= Raw data =
-- Opening Marker --
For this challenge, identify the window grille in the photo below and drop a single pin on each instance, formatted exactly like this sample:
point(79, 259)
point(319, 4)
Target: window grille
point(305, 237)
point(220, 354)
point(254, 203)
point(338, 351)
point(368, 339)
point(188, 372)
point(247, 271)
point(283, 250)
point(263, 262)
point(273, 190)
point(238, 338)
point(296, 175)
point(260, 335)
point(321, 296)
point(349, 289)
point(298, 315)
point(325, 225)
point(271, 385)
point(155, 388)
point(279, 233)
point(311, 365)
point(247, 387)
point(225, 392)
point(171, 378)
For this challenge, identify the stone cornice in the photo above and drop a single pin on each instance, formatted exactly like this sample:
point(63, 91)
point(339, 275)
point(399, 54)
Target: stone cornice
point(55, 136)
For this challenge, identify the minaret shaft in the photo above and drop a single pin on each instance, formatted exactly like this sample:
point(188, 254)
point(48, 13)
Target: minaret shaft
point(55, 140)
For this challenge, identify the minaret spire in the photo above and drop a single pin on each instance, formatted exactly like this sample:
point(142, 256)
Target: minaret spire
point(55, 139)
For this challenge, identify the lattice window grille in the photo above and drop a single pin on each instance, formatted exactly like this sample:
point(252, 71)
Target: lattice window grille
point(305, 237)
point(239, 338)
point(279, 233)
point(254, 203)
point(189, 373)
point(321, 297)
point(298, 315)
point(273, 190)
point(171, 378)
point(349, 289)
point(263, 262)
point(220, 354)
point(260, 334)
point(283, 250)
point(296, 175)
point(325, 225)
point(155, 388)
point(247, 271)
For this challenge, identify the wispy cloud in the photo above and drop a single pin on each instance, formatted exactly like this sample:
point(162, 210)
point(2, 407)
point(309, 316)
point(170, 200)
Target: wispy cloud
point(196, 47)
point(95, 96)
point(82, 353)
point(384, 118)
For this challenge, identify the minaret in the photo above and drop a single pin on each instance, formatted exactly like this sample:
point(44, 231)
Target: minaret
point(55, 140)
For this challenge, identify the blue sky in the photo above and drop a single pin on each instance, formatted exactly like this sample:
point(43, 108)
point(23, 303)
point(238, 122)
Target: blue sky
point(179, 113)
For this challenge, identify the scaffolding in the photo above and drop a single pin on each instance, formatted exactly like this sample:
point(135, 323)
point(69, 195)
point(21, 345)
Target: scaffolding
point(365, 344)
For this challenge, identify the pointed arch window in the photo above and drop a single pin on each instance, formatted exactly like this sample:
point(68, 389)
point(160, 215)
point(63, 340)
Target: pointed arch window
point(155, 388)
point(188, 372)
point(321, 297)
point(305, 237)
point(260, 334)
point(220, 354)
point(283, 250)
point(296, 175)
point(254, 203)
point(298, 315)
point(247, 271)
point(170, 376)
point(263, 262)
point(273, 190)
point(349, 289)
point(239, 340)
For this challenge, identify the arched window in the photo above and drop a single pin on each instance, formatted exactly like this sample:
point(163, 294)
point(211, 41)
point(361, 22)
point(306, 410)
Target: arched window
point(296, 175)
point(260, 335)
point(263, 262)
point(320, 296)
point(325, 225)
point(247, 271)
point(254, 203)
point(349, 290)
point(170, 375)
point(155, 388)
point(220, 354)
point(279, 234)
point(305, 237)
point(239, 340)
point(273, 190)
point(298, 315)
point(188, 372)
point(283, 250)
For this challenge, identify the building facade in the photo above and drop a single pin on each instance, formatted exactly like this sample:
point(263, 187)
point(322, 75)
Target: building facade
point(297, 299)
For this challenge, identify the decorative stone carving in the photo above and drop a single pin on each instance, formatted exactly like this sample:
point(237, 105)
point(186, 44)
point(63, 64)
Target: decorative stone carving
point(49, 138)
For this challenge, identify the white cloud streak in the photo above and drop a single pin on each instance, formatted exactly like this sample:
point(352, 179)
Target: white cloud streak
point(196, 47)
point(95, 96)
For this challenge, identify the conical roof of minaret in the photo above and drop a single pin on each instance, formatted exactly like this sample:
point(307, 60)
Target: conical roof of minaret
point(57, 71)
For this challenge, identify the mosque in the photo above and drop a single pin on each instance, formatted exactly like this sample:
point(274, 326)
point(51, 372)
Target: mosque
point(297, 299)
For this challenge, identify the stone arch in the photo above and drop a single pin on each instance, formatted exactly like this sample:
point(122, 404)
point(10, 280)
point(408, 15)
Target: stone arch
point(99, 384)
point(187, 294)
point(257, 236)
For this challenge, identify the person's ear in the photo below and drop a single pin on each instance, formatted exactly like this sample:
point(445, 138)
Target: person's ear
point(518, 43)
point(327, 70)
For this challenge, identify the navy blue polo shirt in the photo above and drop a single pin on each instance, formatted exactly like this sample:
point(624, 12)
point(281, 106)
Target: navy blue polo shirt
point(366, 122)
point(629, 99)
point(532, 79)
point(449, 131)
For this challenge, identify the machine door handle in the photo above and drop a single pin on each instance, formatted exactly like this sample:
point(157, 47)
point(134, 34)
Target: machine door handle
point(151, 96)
-- Closing Marker --
= Work task =
Return exactly the lines from the line bearing "point(157, 47)" to the end of the records, inclusive of both; include no other lines.

= Response =
point(157, 47)
point(134, 34)
Target: machine door handle
point(151, 96)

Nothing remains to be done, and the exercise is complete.